WHAT TO WORK ON> All of the entries are to be written out again verbatim.

EXTRACTED INFORMATION>
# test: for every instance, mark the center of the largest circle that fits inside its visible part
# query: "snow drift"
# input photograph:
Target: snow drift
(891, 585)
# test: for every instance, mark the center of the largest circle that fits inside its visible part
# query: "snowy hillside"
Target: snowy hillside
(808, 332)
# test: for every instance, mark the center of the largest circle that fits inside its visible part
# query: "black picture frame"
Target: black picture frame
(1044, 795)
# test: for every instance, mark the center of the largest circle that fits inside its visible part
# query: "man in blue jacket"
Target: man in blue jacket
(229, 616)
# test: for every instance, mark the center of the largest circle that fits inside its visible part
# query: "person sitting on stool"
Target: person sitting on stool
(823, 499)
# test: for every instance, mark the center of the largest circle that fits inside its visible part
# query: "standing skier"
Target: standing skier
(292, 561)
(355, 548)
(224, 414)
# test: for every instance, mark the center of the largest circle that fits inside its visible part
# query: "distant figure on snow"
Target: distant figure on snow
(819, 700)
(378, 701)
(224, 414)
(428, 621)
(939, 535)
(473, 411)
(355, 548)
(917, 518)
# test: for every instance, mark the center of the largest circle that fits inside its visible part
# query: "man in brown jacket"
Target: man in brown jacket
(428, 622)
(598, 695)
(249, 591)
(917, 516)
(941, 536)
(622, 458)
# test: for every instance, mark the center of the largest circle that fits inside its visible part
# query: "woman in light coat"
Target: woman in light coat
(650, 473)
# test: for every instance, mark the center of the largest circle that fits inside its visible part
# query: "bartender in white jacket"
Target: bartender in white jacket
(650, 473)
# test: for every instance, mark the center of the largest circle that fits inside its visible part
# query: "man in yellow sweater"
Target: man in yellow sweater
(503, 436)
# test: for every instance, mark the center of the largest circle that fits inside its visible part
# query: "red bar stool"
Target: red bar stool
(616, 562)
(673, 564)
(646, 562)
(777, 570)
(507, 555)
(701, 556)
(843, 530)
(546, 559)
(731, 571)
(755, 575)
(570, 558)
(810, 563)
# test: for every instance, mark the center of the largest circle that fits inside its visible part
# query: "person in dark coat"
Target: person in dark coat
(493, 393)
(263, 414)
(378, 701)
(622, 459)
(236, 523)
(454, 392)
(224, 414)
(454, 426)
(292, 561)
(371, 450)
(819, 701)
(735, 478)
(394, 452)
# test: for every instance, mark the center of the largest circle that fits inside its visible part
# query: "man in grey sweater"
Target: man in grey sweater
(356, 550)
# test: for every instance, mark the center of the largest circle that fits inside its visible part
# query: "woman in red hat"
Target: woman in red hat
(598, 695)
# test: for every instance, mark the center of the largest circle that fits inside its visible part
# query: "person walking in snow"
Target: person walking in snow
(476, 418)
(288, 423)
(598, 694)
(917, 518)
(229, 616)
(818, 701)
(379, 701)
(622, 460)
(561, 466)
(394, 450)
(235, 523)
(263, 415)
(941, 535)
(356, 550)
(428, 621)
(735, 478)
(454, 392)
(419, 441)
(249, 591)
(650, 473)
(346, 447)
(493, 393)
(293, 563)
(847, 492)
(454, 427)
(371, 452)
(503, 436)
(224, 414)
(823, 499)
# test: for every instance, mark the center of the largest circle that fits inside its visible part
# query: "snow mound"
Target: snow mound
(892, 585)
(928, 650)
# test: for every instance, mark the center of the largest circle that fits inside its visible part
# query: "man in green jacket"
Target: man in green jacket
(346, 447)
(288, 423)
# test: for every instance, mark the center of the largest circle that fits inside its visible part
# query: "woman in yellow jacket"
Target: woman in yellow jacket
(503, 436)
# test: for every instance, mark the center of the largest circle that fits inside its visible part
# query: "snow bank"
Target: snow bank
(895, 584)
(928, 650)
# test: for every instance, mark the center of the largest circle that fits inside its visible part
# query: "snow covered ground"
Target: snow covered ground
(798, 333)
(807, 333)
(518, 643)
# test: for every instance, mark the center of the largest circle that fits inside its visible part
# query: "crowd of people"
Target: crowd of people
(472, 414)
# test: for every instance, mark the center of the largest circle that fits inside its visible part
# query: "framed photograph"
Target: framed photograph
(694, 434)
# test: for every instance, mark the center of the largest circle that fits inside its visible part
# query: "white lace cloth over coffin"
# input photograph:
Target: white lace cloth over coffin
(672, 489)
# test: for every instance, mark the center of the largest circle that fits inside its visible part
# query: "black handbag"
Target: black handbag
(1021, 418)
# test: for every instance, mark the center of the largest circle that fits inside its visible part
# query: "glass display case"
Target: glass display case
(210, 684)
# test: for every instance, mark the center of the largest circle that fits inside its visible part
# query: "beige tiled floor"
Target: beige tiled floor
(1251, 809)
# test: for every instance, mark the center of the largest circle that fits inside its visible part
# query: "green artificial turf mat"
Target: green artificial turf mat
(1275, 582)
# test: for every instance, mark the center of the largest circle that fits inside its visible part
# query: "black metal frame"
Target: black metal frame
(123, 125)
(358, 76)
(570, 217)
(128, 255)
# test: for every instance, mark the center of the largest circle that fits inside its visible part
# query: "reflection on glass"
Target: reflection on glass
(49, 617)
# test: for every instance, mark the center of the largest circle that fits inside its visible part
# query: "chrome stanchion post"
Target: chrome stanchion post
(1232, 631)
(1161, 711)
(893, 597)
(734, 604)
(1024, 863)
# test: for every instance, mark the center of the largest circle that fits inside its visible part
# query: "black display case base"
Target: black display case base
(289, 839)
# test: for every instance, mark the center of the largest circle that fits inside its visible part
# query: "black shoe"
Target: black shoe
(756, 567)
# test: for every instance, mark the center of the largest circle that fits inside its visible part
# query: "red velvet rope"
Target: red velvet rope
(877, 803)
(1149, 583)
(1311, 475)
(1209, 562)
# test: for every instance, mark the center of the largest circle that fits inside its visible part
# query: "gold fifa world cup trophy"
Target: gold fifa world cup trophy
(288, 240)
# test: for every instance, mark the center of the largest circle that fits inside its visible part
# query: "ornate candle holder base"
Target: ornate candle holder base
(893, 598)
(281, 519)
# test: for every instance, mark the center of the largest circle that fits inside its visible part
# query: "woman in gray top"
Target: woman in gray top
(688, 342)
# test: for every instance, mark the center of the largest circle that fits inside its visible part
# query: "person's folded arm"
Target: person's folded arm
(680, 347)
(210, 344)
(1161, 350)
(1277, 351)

WRITTEN ANSWER>
# test: for every instance, mark the center of the largest circle that fits inside its visible part
# query: "snow drift"
# input photograph:
Target: snow drift
(891, 585)
# test: for every instance, mark the center of the largest circle that fits inside its visible part
# query: "snowy hillside"
Target: snowy hillside
(808, 332)
# test: for every instance, mark the center of the largest circle that fits inside its visible part
# query: "black picture frame"
Target: black picture frame
(1044, 795)
# test: for every instance, mark the center of the largest circle that fits inside its visible part
# query: "man in blue jacket"
Target: man in blue jacket
(229, 616)
# test: for every instance, mark the center of the largest circle that fits inside its visible part
# query: "person sitting on stool"
Target: person sitting on stool
(823, 499)
# test: for every instance, mark the center of the largest circle that fits inside its visible part
# query: "standing skier"
Target: standing skier
(292, 561)
(355, 548)
(224, 414)
# test: for every instance, mark the center of the largest circle that fits inside its visible part
# query: "distant figure on snow"
Target: distant figure on snow
(819, 700)
(378, 701)
(224, 414)
(428, 621)
(939, 535)
(473, 411)
(355, 548)
(917, 518)
# test: for every instance, mark the center of the largest circle that fits inside its visible part
# query: "man in brown jacket"
Target: man in brown jacket
(428, 622)
(598, 695)
(249, 591)
(917, 516)
(941, 536)
(622, 458)
# test: for every instance, mark the center of the largest circle that fits inside its visible part
# query: "woman in light coat"
Target: woman in light coat
(650, 473)
# test: for every instance, mark the center of the largest circle that fits inside its visible part
# query: "bartender in white jacket"
Target: bartender in white jacket
(650, 473)
# test: for every instance, mark the center of the largest circle that fits inside its visible part
# query: "man in yellow sweater"
Target: man in yellow sweater
(503, 436)
# test: for every instance, mark the center of the largest circle that fits inside its visible part
# query: "red bar stool"
Target: red bar stool
(616, 562)
(673, 564)
(646, 562)
(777, 570)
(507, 555)
(701, 556)
(843, 530)
(546, 559)
(731, 571)
(755, 575)
(570, 558)
(810, 563)
# test: for every instance, mark the center of the largest circle that fits inside its visible part
# query: "person in dark coat"
Target: person in dark coat
(493, 393)
(263, 414)
(378, 701)
(622, 459)
(236, 523)
(454, 392)
(224, 414)
(454, 426)
(292, 561)
(371, 450)
(819, 701)
(735, 478)
(394, 452)
# test: for every instance, mark the center of the largest circle that fits inside its visible part
# query: "man in grey sweater"
Target: man in grey sweater
(356, 550)
# test: for every instance, mark the center of the largest circle that fits inside its visible part
# query: "woman in red hat"
Target: woman in red hat
(598, 695)
# test: for every instance, mark the center of the largest circle that fits inside its visible part
# query: "person walking in snow"
Target: person walking in snow
(476, 418)
(288, 423)
(598, 694)
(917, 518)
(229, 616)
(818, 701)
(379, 701)
(622, 460)
(561, 466)
(394, 450)
(235, 523)
(263, 415)
(941, 535)
(356, 550)
(428, 621)
(735, 478)
(454, 392)
(419, 441)
(249, 591)
(650, 473)
(346, 447)
(493, 393)
(293, 563)
(847, 492)
(454, 427)
(371, 452)
(503, 436)
(224, 414)
(823, 499)
# test: for every instance, mark the center of the largest circle that fits inside its visible part
# query: "snow mound"
Target: snow mound
(892, 585)
(928, 650)
# test: for every instance, mark the center of the largest circle that fits inside its visible part
# query: "man in green jacket"
Target: man in green jacket
(346, 447)
(288, 423)
# test: for every instance, mark the center of the largest circle that fits inside its visible part
# query: "woman in yellow jacket"
Target: woman in yellow jacket
(503, 436)
# test: for every instance, mark the center of the largest circle that fits inside its visible part
# query: "snow bank"
Target: snow bank
(895, 584)
(928, 650)
# test: for every instance, mark the center of the largest circle that fits inside its visible part
# query: "snow covered ground"
Target: snow covered ground
(798, 333)
(807, 333)
(518, 643)
# test: for every instance, mark the center of the largest circle that fits inside its visible part
# query: "crowd of people"
Target: crowd of people
(472, 414)
# test: for every instance, mark the center of the largest circle that fits inside its visible part
# query: "framed photograph"
Target: framed photograph
(694, 434)
# test: for every instance, mark the center of the largest circle that fits inside its visible part
# query: "white lace cloth over coffin"
# input photograph:
Target: white lace cloth over coffin
(672, 489)
# test: for every instance, mark the center of the largest circle that fits inside its visible part
# query: "black handbag"
Target: black handbag
(1021, 418)
# test: for every instance, mark the center of the largest circle that fits inside its visible part
# query: "glass display case"
Target: glass display case
(210, 684)
# test: for every instance, mark the center of the largest circle that fits inside its visible part
# query: "beige tiled floor"
Target: beige tiled floor
(1251, 809)
# test: for every instance, mark the center of the largest circle that fits inside its visible part
# query: "green artificial turf mat"
Target: green artificial turf mat
(1275, 582)
# test: for every instance, mark the center of the largest circle that fits inside its visible part
# query: "black metal frame"
Target: black metal frame
(123, 125)
(358, 76)
(570, 217)
(128, 255)
# test: for every instance, mark the center of the largest circle that fits inside its visible part
# query: "reflection on glass"
Target: reflection on glass
(49, 617)
# test: for every instance, mark the center of the largest circle that fits inside its visible part
# query: "chrome stanchion post"
Target: chrome stanchion post
(1232, 631)
(1161, 711)
(893, 597)
(734, 604)
(1024, 863)
# test: for every instance, mark the center of the largest circle that fits inside its visible part
# query: "black display case base"
Target: black display case base
(289, 839)
# test: for every instance, mark the center of the largest circle that fits inside its visible part
# query: "black shoe"
Target: black shoe
(756, 567)
# test: for every instance, mark the center of the largest circle that fits inside its visible part
# query: "red velvet rope"
Target: red velvet rope
(877, 803)
(1149, 583)
(1311, 475)
(1209, 562)
# test: for every instance, mark the center of the largest circle that fits inside its visible part
# query: "gold fifa world cup trophy"
Target: gold fifa world cup trophy
(288, 240)
# test: for every instance, mark the center of the largest circle that fits inside its visible part
# query: "ornate candle holder base"
Target: ornate candle holder base
(893, 598)
(281, 519)
# test: for every instance, mark the center of the largest circle that fits inside its visible part
# query: "woman in gray top"
Target: woman in gray top
(688, 342)
# test: for every instance, mark the center of the largest circle that fits inside its visible part
# query: "person's folded arm"
Target: person's folded arm
(680, 347)
(210, 344)
(1161, 350)
(1277, 351)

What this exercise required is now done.